FRAGMENTO DEL TEXTO ::

-*-

La guerra consiste en matar al »enemigo», para así imponerle tu voluntad.

Por tanto, el concepto de »guerra humanitaria» es un oxímoron.

La guerra es, en sí, un crimen. Hay pocas excepciones. Yo eximiría de tal definición a la guerra contra la Alemania nazi, ya que se llevó a cabo contra un régimen de asesinos de masas, que estaban dirigidos por un dictador psicópata, al que no se podía parar los pies de otra forma.

Así pues, el concepto de »crímenes de guerra» es ambiguo. El mayor crimen es, en primer lugar, empezar la guerra. Esto no es una decisión de los soldados, sino de los líderes políticos. Sin embargo, rara vez se sienta en el banquillo a estos últimos.

Estas reflexiones filosóficas me surgieron a raíz del reciente informe de Naciones Unidas sobre la última guerra de Gaza.

La comisión de investigación ha hecho lo imposible por ser »equilibrada», y ha acusado tanto al Ejército israelí como a Hamás casi en los mismos términos. Eso es, en sí, problemático.

-*-

TAREAS ::
A – ¿Qué guerra queda exenta de la definición de crimen en el fragmento sobre la guerra?
B – Traduce al inglés esta oración del fragmento sobre la guerra: "El mayor crimen es, en primer lugar, empezar la guerra."
C – Prolonga el texto sobre la guerra y el informe de Naciones Unidas a partir de su última oración.

-*-

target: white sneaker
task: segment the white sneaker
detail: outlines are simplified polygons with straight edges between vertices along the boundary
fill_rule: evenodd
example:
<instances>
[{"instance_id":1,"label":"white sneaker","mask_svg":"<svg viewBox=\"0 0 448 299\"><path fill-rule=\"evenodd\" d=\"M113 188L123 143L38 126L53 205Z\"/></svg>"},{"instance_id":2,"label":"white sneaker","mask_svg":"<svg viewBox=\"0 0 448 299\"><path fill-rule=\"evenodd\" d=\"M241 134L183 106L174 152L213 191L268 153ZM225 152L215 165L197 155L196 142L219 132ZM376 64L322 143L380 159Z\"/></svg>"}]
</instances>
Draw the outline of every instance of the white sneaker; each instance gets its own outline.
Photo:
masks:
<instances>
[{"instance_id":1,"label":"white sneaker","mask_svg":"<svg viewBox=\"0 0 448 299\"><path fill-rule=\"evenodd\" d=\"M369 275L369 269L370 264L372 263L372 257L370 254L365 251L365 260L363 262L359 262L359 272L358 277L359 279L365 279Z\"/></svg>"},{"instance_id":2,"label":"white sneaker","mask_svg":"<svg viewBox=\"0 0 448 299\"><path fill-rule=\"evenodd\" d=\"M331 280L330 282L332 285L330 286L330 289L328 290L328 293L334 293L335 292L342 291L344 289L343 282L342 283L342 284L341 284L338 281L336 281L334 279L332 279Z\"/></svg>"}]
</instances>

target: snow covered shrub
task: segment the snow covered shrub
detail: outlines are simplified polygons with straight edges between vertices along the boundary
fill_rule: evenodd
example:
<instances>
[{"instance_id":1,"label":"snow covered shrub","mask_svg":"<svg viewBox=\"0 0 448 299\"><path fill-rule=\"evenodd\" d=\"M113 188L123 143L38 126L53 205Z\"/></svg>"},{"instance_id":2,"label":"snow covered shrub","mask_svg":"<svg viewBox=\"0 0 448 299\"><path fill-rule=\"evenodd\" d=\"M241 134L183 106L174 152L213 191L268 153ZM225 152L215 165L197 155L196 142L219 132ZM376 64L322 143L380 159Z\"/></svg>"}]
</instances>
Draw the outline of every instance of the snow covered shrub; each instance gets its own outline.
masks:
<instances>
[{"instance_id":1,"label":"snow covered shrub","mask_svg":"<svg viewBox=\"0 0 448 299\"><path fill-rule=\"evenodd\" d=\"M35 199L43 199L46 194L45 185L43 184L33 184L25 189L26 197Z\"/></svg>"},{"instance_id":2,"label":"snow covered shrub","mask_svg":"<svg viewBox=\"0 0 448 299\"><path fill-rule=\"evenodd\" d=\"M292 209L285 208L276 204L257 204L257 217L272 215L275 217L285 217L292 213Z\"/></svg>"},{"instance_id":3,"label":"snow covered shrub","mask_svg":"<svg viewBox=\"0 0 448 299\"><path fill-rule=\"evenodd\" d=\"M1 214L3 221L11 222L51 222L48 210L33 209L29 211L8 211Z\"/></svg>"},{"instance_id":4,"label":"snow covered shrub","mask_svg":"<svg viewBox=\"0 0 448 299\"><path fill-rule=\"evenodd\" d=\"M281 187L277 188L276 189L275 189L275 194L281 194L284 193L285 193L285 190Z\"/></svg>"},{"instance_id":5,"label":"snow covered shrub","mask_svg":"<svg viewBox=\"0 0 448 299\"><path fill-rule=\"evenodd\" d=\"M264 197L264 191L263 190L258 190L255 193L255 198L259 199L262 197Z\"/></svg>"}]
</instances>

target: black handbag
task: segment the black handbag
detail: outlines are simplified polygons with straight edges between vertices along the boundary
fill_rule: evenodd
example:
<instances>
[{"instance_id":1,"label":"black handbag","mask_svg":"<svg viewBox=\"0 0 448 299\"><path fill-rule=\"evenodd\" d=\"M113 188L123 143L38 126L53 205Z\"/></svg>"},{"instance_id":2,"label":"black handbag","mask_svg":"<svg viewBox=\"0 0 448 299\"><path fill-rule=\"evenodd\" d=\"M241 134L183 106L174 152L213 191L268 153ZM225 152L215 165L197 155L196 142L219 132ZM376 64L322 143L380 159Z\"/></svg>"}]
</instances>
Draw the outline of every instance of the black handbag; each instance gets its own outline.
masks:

-*-

RESPUESTAS ::
A – La guerra contra la Alemania nazi.

B – The greatest crime is, first of all, starting the war.

C –
No fue una guerra entre iguales, sino entre uno de los ejércitos más poderosos del mundo y una guerrilla

Ésta no fue una guerra entre iguales. A un lado, el Estado de Israel, que cuenta con uno de los ejércitos más poderosos del mundo. Al otro lado, una población sin Estado de 1,8 millones de personas, dirigida por una organización de guerrilla que no cuenta con armas modernas.

Cualquier equiparación de dos entidades así es, por definición, forzada. Incluso si los dos bandos han cometido graves crímenes de guerra, no son lo mismo. Ambos deben ser juzgados por sus propios méritos (o más bien, deméritos).

El concepto de »crímenes de guerra» es relativamente nuevo. Surgió durante la Guerra de los Treinta Años, que devastó gran parte de Europa central. Muchos ejércitos participaron en esta guerra, y todos ellos destruyeron ciudades y pueblos sin el más mínimo reparo. Como resultado, se devastaron dos tercios de Alemania, y se mató a un tercio de la población alemana.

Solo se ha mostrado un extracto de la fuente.